### Supplied text
○ ○ ○ ○ ○ ○ ○

Secularisation is far more of a challenge to Christianity in England than is Islam, and yet by seemingly strengthening the case for secularism, the issue of Islam has moved centre-stage. I believe that England, or more widely the United Kingdom, has to decide between three possible responses to the growth of the Islamic community not only in numbers but also in self-confidence.
The first of these is communitarianism, which allows each faith community (or non-faith community for that matter) its own version of public space. This seems to be the road along which — at least in the judgment of some of his more careful interpreters — Archbishop -Rowan Williams would wish to travel. But communitarianism means the further disintegration of the cultural system of the nation as a whole. The phrase “the community” must signify first and foremost the national community, which is the form humanity has taken under Providence in this piece of earth.
Other communities within this greater whole need to “own” the overall public space, while simultaneously, no doubt, making a -distinctive contribution to it. For an immigrant population with a -peculiar (in the non-pejorative sense) religious and, in part, ethical system, that will take considerable energies of adaptation. It is, it would seem, unwise to deflect its members from that primary task. On the other hand, a distinctive contribution by Muslims will mean their maintenance of whatever in their own customs and practices is noble and of good report.
One important criterion of those qualities — nobility, good report — is congruence with the common law, whose name means: what is accepted in the King’s (Queen’s) courts as legal norms, which all other juridical instances must respect. Unfortunately, in recent times the effect of parliamentary statute (and European legislation) has been to elide certain norms that were based on the good custom and proper tradition of a Christian society. The constitution of the family by the heterosexual, monogamous household, and the invulnerability of -innocent human life from before birth until natural death, are no longer secure at law. On the second count, and to a degree on the first (monogamy aside), traditional Islam concurs with Christianity. The pertinent legal developments — which license abortion, civil partnerships between the identically gendered, and the withdrawal of basic medical care from the irreversibly ill — are unthinkable without the aggressive incursion of secular liberalism. Typically, secular liberalism finds it impossible to base rights discourse on anything other than the parity of each and all as they choose the way of life they prefer to follow, whether their preferences be well-founded in the objective moral order or not. Inevitably, this is a recipe for irresoluble quandaries in matters social: how should one adjudicate the preference of a feminist employer not to accept a polygamous employee?

○ ○ ○ ○ ○ ○ ○

### Stored data entries
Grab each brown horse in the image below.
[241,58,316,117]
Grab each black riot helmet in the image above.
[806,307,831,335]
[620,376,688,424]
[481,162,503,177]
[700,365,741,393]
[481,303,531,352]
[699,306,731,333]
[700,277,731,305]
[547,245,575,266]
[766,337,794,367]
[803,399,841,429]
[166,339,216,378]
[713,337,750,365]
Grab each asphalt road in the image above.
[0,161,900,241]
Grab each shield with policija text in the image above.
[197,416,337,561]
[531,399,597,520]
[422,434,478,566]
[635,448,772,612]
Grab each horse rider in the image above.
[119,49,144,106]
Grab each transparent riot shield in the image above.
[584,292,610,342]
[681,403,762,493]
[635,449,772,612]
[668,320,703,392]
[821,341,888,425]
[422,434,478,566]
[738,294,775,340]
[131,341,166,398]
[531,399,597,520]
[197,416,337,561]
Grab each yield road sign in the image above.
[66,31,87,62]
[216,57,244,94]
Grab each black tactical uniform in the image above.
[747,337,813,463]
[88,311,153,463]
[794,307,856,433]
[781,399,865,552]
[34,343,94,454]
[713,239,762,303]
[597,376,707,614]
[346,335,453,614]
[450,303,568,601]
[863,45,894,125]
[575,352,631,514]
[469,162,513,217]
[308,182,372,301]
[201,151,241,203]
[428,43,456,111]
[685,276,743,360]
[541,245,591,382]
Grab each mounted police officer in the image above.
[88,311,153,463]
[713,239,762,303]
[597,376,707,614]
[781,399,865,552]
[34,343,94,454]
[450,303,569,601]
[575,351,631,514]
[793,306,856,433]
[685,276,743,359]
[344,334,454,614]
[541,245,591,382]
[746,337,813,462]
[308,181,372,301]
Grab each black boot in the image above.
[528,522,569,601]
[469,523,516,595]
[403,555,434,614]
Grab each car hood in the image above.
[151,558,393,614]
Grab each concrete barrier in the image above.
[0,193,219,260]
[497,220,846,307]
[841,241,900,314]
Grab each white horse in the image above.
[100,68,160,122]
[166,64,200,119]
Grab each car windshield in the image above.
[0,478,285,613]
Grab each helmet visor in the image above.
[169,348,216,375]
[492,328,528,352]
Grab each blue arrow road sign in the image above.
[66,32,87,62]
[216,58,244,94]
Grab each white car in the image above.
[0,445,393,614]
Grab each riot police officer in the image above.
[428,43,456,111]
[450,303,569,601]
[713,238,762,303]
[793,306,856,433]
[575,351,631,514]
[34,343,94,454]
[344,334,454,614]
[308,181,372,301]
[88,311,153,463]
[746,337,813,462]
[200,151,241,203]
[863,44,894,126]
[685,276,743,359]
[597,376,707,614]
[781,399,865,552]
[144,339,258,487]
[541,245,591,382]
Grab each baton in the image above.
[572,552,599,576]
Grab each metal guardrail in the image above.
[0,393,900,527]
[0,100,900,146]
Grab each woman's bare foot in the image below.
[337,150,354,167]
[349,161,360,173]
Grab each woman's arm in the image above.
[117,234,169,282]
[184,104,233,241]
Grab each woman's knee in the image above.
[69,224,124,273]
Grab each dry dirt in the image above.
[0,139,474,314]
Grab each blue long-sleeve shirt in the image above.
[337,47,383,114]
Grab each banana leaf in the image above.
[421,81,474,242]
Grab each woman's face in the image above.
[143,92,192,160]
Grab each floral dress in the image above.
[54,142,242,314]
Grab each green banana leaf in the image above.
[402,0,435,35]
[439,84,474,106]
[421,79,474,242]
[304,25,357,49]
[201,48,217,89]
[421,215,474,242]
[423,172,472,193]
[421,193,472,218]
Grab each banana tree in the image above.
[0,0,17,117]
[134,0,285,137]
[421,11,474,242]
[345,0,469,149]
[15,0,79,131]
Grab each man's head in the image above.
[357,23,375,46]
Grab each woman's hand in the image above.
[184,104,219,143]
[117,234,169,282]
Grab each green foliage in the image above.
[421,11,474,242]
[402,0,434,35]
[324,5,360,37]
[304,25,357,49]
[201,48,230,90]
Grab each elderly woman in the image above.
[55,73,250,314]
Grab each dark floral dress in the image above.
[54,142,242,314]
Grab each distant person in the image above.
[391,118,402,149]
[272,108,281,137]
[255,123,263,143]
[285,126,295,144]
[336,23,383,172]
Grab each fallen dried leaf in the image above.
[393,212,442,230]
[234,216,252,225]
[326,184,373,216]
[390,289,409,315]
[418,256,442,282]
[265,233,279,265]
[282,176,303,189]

○ ○ ○ ○ ○ ○ ○

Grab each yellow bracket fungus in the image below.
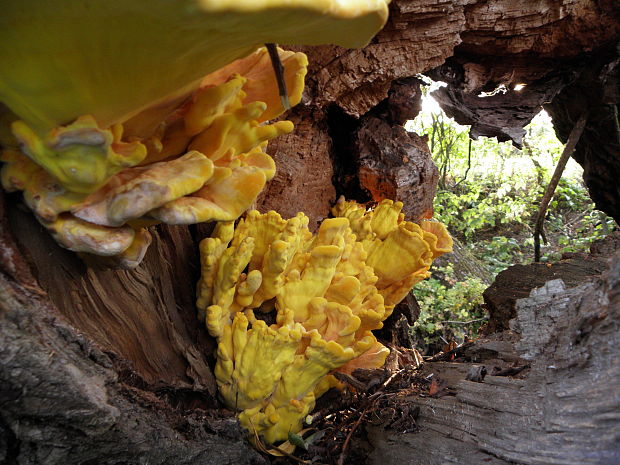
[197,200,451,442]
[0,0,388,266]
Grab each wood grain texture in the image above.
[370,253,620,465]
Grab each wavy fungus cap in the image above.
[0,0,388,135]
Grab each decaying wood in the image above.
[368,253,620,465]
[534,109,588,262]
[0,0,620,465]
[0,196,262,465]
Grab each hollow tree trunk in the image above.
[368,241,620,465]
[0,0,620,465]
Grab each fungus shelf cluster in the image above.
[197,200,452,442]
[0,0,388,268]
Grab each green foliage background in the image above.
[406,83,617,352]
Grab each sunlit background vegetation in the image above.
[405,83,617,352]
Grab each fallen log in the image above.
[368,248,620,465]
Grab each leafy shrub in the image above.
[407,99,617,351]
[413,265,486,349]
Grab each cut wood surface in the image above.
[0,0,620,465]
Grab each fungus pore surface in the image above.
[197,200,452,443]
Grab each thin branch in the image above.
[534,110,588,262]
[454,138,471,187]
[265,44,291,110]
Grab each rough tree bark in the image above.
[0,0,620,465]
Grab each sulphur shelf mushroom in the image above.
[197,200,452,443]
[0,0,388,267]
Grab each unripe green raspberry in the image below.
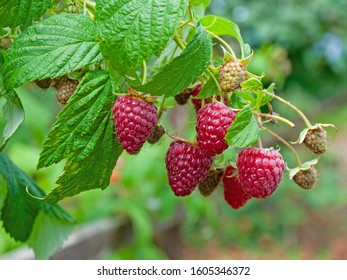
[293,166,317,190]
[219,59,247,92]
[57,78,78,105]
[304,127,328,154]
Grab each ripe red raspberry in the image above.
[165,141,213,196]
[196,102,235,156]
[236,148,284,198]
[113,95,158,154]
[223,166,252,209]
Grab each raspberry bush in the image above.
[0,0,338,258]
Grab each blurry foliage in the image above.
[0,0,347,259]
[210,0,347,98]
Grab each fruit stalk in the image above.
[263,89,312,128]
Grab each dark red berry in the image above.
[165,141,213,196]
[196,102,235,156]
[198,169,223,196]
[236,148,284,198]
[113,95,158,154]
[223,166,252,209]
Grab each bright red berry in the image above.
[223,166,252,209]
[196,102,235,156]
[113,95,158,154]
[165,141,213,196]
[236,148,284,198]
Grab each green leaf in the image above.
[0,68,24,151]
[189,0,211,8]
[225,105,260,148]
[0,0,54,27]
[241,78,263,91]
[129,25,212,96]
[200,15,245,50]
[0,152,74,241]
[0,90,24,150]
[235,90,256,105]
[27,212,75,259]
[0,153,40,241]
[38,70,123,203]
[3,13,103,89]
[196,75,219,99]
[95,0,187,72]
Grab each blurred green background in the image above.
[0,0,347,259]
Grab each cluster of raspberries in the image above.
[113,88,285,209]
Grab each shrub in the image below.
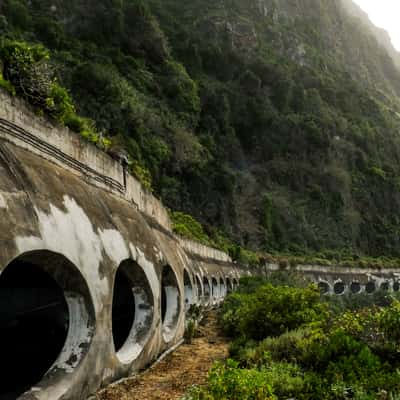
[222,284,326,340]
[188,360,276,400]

○ ○ ○ ○ ○ ○ ○

From the essay on secularism and Islam in England, write out word for word the passage that opens with the words containing "The first of" and closes with "piece of earth.".

The first of these is communitarianism, which allows each faith community (or non-faith community for that matter) its own version of public space. This seems to be the road along which — at least in the judgment of some of his more careful interpreters — Archbishop -Rowan Williams would wish to travel. But communitarianism means the further disintegration of the cultural system of the nation as a whole. The phrase “the community” must signify first and foremost the national community, which is the form humanity has taken under Providence in this piece of earth.